* _READING TEXT_:
====================
Practicing gratitude is an exercise in humility and shifts focus away from self. In her article, What Oprah Knows for Sure About Gratitude, Winfrey writes, “For years, I’ve been advocating the power and pleasure of being grateful. I kept a gratitude journal for a full decade without fail — and urged you all to do the same.” Who are we to argue with a woman worth over $3 billion?
Many high-net-worth individuals have trouble sleeping because their minds are so active. Others get seven to eight hours per night but get up at dawn or before. This enables them to devote the required time to their morning routines. With their hectic schedules, it is often the only time they can squeeze in to be with their family members.
Richard Branson, the renowned billionaire entrepreneur, says, “In my over 50 years in business, I have learned that if I rise early, I can achieve more in a day, and therefore, more in life."
====================
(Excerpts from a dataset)

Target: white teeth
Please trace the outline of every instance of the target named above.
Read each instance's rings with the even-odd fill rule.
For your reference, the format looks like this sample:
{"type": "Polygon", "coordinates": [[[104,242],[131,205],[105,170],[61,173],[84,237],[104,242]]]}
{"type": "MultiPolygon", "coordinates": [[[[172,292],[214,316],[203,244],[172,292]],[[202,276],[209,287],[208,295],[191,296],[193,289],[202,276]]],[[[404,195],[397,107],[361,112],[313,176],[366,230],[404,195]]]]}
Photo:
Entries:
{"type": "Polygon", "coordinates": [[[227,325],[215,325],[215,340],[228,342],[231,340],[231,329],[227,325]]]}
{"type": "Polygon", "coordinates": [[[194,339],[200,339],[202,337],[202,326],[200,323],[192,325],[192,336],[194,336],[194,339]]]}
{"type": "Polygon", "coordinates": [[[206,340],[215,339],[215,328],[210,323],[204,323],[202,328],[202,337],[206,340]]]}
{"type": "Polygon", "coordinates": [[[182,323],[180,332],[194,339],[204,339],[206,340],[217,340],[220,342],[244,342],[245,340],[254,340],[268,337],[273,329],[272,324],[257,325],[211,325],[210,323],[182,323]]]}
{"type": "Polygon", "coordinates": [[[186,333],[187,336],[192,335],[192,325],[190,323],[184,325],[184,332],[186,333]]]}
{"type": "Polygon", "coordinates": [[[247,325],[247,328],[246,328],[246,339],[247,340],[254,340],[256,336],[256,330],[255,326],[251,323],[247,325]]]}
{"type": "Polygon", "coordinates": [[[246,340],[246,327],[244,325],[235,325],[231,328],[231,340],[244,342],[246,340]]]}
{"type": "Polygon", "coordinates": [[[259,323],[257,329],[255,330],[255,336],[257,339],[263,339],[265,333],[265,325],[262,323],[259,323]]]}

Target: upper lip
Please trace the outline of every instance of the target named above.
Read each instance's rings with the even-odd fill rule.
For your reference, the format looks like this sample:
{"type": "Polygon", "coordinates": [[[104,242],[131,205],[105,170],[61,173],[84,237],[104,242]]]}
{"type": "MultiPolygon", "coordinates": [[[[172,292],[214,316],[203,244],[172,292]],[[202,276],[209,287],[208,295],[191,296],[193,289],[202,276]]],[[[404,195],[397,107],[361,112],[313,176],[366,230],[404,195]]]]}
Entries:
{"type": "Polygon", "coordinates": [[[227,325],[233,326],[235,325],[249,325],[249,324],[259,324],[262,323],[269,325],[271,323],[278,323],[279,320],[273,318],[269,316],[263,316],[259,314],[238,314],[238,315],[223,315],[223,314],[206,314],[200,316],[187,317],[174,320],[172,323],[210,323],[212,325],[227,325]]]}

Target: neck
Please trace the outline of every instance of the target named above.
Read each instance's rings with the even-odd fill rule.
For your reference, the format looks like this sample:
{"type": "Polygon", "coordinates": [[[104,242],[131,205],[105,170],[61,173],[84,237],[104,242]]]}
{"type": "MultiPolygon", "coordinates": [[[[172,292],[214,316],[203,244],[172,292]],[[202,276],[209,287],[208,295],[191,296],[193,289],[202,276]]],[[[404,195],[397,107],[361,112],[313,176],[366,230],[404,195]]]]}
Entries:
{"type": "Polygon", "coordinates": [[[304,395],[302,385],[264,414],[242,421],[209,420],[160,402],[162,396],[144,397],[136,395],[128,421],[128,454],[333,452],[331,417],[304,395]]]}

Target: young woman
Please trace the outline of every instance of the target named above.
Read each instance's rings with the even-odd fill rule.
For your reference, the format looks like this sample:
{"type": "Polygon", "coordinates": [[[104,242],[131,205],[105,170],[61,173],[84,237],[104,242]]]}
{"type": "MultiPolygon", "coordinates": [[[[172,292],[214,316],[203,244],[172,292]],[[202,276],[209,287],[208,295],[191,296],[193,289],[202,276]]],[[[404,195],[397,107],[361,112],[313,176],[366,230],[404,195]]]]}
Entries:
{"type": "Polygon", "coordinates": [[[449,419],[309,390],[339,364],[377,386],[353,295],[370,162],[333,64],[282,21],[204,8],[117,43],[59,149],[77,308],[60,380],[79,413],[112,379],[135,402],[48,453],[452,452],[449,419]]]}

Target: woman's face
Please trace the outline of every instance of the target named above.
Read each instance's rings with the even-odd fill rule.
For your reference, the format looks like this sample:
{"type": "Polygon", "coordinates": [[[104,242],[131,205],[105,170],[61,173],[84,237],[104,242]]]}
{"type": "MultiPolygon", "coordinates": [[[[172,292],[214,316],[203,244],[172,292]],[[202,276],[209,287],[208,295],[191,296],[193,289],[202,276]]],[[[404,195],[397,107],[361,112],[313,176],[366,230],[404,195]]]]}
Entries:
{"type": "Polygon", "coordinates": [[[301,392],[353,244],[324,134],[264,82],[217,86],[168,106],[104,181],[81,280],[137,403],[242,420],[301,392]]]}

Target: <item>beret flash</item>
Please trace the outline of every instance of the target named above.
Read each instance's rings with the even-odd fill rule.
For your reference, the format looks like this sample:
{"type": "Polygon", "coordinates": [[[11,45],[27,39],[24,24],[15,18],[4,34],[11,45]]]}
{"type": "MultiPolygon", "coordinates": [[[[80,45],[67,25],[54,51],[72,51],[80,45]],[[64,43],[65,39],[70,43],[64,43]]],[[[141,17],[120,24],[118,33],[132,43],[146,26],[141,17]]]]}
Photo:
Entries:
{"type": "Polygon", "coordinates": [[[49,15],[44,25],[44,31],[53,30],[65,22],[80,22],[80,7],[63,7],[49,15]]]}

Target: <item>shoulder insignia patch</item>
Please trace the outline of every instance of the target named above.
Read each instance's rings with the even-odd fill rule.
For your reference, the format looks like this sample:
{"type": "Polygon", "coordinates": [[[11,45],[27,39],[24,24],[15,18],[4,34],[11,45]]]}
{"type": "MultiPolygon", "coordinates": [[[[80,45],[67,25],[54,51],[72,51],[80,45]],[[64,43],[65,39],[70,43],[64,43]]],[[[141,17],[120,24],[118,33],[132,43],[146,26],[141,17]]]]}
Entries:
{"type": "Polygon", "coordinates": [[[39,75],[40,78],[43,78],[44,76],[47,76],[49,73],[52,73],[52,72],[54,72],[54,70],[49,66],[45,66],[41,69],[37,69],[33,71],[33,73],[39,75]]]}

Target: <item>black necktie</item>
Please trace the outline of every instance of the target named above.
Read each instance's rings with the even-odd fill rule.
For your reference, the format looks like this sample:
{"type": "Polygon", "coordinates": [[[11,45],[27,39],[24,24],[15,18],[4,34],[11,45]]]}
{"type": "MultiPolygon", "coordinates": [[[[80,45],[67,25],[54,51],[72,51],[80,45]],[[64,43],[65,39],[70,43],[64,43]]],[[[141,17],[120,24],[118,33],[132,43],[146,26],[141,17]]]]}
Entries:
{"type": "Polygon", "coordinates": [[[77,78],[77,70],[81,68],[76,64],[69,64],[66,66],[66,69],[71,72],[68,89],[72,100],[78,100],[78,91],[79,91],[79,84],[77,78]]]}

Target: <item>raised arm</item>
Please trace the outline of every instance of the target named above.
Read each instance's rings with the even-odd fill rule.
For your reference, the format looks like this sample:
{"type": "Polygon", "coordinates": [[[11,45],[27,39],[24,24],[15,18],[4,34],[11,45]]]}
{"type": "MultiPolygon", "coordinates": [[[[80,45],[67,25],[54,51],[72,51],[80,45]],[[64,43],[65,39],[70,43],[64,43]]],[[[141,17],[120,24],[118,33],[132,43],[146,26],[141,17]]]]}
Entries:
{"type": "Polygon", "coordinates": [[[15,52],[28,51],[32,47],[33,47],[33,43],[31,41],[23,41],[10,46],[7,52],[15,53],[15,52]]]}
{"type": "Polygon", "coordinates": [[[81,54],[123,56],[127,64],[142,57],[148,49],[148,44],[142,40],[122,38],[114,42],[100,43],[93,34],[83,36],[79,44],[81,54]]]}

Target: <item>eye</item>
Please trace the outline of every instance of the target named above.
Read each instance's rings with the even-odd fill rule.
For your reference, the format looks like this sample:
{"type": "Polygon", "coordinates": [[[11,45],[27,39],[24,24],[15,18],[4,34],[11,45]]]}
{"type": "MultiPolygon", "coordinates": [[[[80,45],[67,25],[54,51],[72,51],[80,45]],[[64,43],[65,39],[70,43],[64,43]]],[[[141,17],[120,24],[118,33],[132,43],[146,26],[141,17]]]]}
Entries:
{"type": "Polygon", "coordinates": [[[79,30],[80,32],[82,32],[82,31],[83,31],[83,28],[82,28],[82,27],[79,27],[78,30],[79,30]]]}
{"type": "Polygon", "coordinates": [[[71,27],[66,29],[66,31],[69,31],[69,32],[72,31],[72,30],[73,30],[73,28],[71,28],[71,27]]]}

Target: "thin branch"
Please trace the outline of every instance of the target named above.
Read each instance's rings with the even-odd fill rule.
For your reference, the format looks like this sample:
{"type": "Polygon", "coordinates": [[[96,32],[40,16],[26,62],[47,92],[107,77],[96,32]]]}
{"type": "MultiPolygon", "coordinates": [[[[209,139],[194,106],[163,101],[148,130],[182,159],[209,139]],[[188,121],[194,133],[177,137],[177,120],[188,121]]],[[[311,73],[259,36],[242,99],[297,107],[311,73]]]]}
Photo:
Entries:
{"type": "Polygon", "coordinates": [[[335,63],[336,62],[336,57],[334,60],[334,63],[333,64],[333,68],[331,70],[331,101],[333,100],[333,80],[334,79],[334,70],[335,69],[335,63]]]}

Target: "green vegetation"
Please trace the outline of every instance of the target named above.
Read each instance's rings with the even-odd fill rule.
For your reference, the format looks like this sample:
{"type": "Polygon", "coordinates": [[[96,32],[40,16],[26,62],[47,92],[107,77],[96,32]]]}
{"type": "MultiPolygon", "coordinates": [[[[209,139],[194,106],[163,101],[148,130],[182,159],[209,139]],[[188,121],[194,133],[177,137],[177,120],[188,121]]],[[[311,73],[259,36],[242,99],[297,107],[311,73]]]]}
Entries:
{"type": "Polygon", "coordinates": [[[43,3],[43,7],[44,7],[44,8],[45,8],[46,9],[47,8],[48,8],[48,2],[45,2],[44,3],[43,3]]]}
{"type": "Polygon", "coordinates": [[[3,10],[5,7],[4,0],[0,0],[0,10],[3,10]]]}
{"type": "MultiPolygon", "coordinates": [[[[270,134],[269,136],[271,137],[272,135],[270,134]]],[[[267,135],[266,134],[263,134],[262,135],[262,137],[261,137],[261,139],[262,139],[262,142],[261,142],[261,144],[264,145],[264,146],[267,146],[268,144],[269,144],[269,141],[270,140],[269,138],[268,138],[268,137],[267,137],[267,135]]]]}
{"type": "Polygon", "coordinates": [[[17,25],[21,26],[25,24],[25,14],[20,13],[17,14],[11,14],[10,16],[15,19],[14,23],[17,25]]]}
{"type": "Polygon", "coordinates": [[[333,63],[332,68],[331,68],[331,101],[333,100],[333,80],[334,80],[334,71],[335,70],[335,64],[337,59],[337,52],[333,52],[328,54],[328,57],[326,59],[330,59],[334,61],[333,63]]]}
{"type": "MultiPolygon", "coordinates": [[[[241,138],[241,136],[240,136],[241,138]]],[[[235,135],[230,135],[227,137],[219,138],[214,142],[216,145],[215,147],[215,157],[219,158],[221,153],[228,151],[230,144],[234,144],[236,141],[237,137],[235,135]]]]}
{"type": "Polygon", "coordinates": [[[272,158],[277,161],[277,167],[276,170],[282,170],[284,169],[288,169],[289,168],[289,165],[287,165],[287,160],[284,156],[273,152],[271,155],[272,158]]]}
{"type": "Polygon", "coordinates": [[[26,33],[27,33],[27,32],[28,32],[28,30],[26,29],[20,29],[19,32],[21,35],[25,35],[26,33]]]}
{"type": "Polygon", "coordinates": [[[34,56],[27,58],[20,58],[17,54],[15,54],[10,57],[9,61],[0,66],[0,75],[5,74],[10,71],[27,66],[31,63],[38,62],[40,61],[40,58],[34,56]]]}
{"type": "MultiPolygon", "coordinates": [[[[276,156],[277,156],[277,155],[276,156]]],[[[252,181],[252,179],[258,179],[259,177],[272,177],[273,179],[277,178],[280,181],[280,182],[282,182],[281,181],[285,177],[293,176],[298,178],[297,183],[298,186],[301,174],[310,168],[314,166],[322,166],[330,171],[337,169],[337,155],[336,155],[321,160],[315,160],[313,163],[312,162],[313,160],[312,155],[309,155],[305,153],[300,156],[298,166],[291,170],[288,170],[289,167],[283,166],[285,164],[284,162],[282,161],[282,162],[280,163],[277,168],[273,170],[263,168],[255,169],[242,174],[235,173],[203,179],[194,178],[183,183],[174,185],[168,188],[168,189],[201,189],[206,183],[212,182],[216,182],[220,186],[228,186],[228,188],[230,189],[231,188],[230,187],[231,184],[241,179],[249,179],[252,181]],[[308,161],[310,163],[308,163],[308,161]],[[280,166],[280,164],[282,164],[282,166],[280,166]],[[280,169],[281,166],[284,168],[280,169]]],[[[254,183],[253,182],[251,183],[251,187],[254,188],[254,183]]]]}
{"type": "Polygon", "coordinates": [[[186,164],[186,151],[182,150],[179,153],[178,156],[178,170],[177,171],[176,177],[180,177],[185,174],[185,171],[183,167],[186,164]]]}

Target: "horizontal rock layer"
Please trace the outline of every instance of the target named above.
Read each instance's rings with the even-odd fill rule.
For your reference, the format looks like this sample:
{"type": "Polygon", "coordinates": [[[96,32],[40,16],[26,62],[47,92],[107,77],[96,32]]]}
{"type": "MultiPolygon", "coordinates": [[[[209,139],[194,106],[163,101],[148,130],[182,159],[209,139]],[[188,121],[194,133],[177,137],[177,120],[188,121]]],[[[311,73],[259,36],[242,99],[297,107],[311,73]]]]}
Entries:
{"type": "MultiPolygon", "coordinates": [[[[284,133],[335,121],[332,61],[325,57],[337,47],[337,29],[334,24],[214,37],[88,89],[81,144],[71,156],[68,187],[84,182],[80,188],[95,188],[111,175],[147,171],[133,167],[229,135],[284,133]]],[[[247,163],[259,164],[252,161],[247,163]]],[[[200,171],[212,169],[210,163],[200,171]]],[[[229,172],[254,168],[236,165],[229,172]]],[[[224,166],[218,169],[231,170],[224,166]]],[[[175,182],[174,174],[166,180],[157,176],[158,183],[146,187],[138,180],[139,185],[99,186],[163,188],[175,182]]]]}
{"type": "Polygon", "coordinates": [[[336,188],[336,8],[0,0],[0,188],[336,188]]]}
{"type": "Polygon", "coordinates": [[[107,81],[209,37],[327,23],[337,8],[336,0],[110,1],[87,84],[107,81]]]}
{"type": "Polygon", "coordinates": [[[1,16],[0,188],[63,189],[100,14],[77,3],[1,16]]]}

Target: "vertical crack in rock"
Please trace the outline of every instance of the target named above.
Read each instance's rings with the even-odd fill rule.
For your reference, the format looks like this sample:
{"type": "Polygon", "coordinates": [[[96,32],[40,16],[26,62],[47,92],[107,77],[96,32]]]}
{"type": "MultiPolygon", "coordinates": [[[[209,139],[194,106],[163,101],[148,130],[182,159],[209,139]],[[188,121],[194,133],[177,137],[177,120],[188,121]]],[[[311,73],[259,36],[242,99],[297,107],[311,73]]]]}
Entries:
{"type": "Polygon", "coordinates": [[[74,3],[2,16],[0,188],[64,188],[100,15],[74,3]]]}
====================
* _TASK INSTRUCTIONS_:
• 1. From the passage on the habits of wealthy people, write out the text starting with "Practicing gratitude is" and going on through "over $3 billion?".
• 2. According to the passage on the habits of wealthy people, why do some high-net-worth individuals get up at dawn or before? Answer in one to three sentences.
• 3. Rewrite the paragraph of the passage on the habits of wealthy people that begins "Many high-net-worth individuals have trouble sleeping" as a shorter list, keeping its main facts.
The items are not needed for any of this work.

* _RESULTS FOR THE EXERCISE_:
• 1.
Practicing gratitude is an exercise in humility and shifts focus away from self. In her article, What Oprah Knows for Sure About Gratitude, Winfrey writes, “For years, I’ve been advocating the power and pleasure of being grateful. I kept a gratitude journal for a full decade without fail — and urged you all to do the same.” Who are we to argue with a woman worth over $3 billion?

• 2. Getting up at dawn or before lets them devote the required time to their morning routines. With their hectic schedules, it is often the only time they can squeeze in to be with their family members.

• 3.
- Many high-net-worth individuals sleep poorly because their minds are so active.
- Others sleep seven to eight hours but rise at dawn or earlier.
- Rising early gives them time for their morning routines.
- Given their hectic schedules, it is often their only time with family.